Object outline annotations

------------------------------------------------

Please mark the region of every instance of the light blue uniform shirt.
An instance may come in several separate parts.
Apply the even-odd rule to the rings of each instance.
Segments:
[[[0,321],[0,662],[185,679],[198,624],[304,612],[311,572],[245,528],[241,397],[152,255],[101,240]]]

------------------------------------------------

— WRITTEN INSTRUCTION —
Without leaving anything out, quote all the data.

— FULL SOLUTION —
Please mark the region of every instance of the light blue uniform shirt.
An instance may come in several separate parts.
Apply the even-odd rule to the rings of each instance.
Segments:
[[[0,321],[0,662],[185,679],[198,624],[304,612],[311,572],[245,528],[241,397],[152,255],[101,240]]]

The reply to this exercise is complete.